## PROBLEM DETAILS
Please tally the lines of the records that contain "below" and send back only the total.

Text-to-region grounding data
Content starts
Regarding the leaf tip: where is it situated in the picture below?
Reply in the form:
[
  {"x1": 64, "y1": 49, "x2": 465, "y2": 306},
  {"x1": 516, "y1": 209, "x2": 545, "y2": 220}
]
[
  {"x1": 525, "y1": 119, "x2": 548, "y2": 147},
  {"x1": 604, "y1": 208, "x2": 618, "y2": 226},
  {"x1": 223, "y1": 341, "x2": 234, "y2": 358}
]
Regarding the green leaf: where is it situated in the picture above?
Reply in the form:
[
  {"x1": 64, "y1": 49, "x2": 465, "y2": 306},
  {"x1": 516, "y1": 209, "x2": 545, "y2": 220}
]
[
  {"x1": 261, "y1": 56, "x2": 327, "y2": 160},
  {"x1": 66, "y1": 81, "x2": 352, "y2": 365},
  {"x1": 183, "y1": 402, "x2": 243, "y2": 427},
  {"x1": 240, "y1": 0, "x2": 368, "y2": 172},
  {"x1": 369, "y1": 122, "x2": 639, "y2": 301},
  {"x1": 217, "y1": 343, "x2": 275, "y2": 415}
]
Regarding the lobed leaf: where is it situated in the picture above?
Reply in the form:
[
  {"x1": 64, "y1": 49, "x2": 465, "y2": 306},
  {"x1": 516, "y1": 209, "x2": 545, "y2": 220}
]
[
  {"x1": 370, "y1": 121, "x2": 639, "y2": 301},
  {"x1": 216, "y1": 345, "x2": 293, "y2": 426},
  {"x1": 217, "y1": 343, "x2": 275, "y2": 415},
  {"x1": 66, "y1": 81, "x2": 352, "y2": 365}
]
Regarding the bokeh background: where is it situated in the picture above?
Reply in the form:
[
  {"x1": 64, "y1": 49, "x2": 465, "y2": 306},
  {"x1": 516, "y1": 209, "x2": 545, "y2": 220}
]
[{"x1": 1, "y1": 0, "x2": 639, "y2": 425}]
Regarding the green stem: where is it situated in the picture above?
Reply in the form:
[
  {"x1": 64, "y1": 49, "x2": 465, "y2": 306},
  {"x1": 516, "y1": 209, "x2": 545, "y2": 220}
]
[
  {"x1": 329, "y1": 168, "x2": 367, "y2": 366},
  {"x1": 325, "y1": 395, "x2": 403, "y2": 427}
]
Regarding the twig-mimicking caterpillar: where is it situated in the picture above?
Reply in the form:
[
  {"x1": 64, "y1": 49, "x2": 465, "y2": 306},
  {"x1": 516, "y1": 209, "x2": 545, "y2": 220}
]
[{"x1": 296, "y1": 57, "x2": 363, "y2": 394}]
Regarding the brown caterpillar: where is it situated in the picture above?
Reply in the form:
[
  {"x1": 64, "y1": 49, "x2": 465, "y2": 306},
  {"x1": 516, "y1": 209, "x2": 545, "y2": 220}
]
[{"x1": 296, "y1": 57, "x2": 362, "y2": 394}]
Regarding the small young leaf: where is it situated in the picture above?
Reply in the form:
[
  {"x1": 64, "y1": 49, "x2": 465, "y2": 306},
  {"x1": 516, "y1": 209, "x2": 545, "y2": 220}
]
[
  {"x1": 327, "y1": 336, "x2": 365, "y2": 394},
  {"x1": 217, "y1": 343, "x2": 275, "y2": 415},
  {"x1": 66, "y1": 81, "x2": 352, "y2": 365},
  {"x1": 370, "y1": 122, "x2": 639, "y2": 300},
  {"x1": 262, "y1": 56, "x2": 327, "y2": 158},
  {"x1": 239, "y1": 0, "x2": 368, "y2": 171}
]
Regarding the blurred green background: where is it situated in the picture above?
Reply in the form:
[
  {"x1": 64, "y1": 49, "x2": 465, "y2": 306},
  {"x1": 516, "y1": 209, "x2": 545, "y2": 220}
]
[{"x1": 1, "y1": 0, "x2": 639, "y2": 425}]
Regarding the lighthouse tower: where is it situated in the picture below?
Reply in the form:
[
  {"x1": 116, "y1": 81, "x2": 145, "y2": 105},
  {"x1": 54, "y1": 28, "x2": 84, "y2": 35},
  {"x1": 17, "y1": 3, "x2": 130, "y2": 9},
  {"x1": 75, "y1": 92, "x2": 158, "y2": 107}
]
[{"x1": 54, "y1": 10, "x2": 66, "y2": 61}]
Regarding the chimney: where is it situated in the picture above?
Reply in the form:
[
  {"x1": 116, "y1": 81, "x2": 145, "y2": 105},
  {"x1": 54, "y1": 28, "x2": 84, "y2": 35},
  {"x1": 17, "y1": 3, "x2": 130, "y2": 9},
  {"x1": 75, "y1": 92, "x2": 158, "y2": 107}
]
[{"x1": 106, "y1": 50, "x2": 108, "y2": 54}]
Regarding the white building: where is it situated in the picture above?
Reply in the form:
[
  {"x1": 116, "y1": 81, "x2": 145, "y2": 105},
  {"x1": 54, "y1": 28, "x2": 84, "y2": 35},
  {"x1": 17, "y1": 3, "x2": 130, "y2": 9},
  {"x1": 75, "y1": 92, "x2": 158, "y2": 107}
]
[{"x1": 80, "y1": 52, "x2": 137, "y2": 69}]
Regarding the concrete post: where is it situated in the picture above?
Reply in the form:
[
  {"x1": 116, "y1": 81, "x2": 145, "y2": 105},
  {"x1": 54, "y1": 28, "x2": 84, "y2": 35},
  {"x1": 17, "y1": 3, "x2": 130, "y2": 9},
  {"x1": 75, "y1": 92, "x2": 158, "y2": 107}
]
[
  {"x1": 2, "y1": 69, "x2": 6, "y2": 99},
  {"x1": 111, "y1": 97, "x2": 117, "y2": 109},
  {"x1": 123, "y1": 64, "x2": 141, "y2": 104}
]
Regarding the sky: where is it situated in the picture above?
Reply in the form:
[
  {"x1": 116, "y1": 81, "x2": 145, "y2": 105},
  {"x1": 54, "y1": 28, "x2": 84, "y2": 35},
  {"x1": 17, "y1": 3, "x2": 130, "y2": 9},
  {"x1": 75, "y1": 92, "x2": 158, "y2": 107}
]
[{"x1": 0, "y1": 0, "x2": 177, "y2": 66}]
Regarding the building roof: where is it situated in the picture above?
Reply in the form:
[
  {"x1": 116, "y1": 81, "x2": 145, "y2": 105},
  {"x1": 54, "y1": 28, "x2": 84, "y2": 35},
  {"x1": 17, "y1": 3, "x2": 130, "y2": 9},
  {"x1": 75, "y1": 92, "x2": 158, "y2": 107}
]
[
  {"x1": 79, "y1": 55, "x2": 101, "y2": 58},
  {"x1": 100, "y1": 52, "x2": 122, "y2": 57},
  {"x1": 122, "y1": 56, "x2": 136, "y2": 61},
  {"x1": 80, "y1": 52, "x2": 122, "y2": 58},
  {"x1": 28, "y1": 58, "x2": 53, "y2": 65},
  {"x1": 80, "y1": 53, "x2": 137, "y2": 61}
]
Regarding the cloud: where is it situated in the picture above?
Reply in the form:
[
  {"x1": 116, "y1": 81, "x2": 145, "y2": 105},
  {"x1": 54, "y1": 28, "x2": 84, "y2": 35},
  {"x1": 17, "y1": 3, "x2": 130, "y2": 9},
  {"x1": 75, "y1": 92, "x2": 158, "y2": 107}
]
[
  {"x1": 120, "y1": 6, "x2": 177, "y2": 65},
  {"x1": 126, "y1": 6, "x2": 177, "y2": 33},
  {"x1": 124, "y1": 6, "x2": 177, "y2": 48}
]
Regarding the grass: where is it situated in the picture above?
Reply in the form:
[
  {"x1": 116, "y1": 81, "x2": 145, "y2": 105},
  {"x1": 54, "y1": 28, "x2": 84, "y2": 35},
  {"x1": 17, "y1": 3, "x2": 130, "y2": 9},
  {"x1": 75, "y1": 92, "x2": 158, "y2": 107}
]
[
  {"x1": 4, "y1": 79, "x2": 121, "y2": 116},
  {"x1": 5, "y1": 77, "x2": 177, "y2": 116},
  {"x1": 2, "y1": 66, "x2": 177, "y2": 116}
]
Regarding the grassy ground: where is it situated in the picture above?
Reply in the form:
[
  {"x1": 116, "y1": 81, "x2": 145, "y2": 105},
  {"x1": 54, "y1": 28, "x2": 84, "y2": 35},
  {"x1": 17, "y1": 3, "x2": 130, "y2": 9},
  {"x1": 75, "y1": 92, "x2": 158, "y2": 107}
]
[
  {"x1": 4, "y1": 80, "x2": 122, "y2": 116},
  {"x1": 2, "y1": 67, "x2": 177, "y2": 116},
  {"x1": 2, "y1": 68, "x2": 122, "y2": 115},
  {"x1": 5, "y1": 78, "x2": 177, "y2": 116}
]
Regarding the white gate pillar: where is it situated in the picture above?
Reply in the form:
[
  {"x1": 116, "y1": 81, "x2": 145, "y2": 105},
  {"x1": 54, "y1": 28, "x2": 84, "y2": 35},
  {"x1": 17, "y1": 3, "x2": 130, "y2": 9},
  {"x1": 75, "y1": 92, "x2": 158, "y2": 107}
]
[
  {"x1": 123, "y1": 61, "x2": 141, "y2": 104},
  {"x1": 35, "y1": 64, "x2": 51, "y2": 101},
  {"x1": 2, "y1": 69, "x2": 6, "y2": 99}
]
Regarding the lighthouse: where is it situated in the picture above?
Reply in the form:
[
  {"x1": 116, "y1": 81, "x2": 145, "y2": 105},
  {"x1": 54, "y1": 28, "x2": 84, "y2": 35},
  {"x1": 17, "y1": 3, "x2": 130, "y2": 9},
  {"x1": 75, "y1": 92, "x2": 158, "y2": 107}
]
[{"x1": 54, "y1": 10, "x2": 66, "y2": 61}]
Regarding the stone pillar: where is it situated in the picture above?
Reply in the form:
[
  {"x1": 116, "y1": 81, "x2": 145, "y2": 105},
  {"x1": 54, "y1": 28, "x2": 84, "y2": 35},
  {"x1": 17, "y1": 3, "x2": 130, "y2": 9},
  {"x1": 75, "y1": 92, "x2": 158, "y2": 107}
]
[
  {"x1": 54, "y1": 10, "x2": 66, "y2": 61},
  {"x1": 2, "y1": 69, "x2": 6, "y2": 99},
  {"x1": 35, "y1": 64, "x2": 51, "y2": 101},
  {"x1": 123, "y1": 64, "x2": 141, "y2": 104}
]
Content ends
Content starts
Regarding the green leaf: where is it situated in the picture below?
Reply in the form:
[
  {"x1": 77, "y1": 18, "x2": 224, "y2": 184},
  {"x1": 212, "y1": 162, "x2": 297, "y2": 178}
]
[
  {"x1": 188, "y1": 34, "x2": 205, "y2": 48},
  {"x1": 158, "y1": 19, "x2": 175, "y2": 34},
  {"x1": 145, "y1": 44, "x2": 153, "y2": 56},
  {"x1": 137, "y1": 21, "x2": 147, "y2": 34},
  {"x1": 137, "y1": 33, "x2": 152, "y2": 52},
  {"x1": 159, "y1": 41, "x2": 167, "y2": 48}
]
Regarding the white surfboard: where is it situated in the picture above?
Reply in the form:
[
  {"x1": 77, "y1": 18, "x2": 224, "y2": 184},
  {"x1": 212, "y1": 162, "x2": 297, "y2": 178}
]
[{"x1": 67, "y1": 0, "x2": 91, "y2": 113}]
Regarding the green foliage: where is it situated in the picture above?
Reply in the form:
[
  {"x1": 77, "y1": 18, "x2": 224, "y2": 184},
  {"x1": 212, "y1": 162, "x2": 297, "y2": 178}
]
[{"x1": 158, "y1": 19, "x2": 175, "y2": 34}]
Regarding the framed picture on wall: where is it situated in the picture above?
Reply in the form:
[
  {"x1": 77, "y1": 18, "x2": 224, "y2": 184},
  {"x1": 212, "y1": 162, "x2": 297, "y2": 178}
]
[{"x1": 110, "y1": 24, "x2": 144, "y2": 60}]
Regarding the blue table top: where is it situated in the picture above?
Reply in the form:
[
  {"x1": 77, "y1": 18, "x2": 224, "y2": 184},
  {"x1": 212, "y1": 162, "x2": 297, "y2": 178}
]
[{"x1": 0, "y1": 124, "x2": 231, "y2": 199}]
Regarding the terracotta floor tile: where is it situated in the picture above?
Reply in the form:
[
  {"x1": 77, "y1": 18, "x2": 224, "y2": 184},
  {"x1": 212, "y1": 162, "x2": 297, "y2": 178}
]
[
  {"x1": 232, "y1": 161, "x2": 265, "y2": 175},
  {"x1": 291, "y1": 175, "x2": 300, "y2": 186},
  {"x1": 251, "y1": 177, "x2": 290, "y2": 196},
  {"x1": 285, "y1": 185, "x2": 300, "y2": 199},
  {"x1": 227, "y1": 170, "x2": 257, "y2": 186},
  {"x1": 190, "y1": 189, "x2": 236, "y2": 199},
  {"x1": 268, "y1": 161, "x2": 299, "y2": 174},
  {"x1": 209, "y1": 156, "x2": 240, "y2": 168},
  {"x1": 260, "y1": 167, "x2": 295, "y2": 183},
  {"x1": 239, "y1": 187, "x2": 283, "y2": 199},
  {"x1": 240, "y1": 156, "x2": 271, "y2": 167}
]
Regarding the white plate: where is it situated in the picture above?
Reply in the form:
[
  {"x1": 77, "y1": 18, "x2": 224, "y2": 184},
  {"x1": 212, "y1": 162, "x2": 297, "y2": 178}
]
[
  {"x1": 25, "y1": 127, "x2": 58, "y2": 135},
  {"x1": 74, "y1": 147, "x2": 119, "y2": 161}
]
Content ends
## ANSWER TO THIS EXERCISE
3